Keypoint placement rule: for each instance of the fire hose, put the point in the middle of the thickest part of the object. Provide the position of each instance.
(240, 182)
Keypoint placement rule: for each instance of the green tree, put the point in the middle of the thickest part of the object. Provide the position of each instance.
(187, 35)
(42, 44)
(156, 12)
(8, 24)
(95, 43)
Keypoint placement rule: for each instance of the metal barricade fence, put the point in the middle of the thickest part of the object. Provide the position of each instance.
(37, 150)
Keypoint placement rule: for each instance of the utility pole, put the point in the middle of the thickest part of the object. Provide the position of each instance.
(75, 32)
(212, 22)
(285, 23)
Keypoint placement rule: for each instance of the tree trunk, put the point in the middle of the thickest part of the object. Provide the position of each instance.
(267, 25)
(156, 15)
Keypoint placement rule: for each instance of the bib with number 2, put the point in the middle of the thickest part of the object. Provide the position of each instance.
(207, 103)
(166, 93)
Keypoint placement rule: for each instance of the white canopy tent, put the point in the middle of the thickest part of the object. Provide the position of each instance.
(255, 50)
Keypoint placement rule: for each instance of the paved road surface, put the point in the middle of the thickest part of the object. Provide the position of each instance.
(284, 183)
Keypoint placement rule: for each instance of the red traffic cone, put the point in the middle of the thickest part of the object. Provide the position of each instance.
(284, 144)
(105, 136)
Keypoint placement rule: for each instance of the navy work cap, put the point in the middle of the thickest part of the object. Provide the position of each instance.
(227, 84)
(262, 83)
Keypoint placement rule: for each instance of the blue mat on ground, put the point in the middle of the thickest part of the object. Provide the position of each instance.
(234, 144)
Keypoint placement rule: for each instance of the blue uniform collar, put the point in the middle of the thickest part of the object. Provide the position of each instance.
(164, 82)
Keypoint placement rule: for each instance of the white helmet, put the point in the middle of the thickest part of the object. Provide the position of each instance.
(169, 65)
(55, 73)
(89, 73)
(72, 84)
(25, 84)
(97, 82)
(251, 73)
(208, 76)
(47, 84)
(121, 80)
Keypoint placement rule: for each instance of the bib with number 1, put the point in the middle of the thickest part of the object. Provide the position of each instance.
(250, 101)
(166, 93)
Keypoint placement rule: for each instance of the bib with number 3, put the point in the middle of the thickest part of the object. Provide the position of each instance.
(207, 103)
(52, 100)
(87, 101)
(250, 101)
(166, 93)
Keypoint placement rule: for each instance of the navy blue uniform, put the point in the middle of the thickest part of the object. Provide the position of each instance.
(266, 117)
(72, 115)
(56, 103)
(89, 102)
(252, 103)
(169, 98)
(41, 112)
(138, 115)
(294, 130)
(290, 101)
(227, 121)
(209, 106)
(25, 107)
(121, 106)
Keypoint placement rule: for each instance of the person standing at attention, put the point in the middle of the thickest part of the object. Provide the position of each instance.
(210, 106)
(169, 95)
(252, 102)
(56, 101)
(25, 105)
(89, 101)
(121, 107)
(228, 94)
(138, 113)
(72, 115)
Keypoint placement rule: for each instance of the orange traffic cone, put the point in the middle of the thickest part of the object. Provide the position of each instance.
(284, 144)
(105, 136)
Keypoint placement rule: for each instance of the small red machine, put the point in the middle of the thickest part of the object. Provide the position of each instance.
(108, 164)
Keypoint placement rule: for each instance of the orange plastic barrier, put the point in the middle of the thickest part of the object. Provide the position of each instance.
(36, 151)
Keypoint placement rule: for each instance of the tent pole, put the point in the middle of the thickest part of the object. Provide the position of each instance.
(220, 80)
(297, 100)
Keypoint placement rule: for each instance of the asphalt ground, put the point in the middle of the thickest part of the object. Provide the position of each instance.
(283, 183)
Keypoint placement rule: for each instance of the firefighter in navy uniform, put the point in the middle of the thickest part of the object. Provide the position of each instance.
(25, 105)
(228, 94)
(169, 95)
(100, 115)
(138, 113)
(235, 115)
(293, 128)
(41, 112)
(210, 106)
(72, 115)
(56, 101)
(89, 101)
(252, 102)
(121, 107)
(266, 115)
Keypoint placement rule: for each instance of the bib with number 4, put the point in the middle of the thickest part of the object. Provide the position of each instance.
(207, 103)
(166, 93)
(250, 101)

::::::

Write the listing out again, word for word, in its entirety.

Keypoint placement rule: for each instance of the fire hose, put the point in the middle of the thickest part of the object. Provide the position of each instance.
(240, 182)
Keypoint placement rule: for each instance of the green tree, put the point in the middle of the thickest part of the object. Provide the position of each instance.
(187, 35)
(42, 44)
(156, 12)
(8, 24)
(95, 43)
Keypoint placement rule: for each instance of the metal barricade fence, put the point in the middle of the thickest part of the object. Provide the position of each instance.
(37, 150)
Keypoint placement rule: for each instance of the utility pole, put the point in the middle of the thickest part of the object. Provide the position of each instance.
(75, 32)
(212, 22)
(285, 23)
Keypoint placement rule: for each instance of the tree trunk, put the point in the middle of the thickest part of the object. Provide the position of each instance.
(267, 25)
(156, 15)
Keypoint placement rule: for each instance of the bib with number 2, put the point in the middle of the thickest part of the object. Provide the position of each instance.
(207, 103)
(166, 93)
Keypoint placement rule: for each instance of the white canopy tent, put the point in the middle of the thickest part of the object. Provide the position of each instance.
(255, 50)
Keypoint placement rule: for each instance of the paved road surface, put the point in the middle of the thickest part of the object. Provide the position of each instance.
(284, 183)
Keypoint placement rule: for each instance of the red traffic cone, put the point in the middle of the thickest part of the object. Provide the position of each instance.
(284, 144)
(105, 136)
Keypoint placement rule: for each instance of the navy work cap, put the point in the middle of the thickest part of the object. Provide the position of each instance.
(227, 84)
(262, 83)
Keypoint placement rule: for each instance of the blue mat on ground, put the point in the middle of the thickest part of the object. Provide the position of each instance.
(234, 144)
Keypoint placement rule: for each instance of the blue uniform collar, put the point in the middle of the thickest part of the object. Provide the position of each instance.
(164, 82)
Keypoint placement rule: for each instance of the white helmet, put the point in the middle of the thickest part of the object. Provide the position of each instance.
(169, 65)
(55, 73)
(89, 73)
(72, 84)
(25, 84)
(97, 82)
(251, 73)
(208, 76)
(47, 84)
(121, 80)
Keypoint placement rule: for each instance of the bib with number 1, put the point in the middle of the thickest part of the object. Provide the position of each instance.
(250, 101)
(166, 93)
Keypoint placement rule: for each instance of the bib with number 3, put the point in the middle of the thickest part of the object. Provide the position of each instance.
(207, 103)
(52, 100)
(87, 101)
(250, 101)
(166, 93)
Keypoint placement rule: for each instance of the navy blue uniform, put the point in the middle of the thickest part of the object. Provide the position of each instance.
(266, 117)
(72, 115)
(56, 103)
(89, 102)
(252, 103)
(169, 98)
(41, 112)
(138, 115)
(294, 130)
(290, 101)
(227, 121)
(209, 106)
(25, 107)
(121, 106)
Keypoint placement rule: for each instance of the person standing at attention, put the point in the middle of the thickest part of the object. Provide the position of each instance.
(210, 106)
(169, 95)
(252, 102)
(56, 101)
(25, 105)
(89, 101)
(121, 107)
(228, 94)
(138, 113)
(72, 115)
Keypoint placement rule: for each instance of the orange traffic cone, put the point in the middle of the thickest part of the object. Provide the position of each instance.
(284, 144)
(105, 136)
Keypoint placement rule: for each instance of the small red machine, put the point in the middle of the thickest part of the object. Provide the position of each instance.
(108, 164)
Keypoint placement rule: for each instance of the orange plastic barrier, put the point in the middle of the thickest part of the object. Provide the position of each instance.
(36, 151)
Keypoint placement rule: for each instance of the tent pole, put the point in the middle of the thickest part of the object. Provide the position of each instance.
(220, 80)
(297, 100)
Keypoint placement rule: for each instance of the asphalt ground, put the point in the middle of the thickest part of the object. Provide the position of each instance.
(283, 183)
Keypoint placement rule: for each instance of the firefighter in navy uniform, put the point in the middle of the thickest part of the object. Provide the position of each instance.
(25, 105)
(228, 94)
(169, 95)
(100, 115)
(138, 113)
(235, 115)
(293, 128)
(41, 112)
(210, 106)
(72, 115)
(56, 101)
(89, 101)
(252, 102)
(121, 107)
(266, 115)
Keypoint placement rule: for each instance of the bib with number 4, put the point in the middle of the thickest part of the object. Provide the position of each instance.
(207, 103)
(166, 93)
(250, 101)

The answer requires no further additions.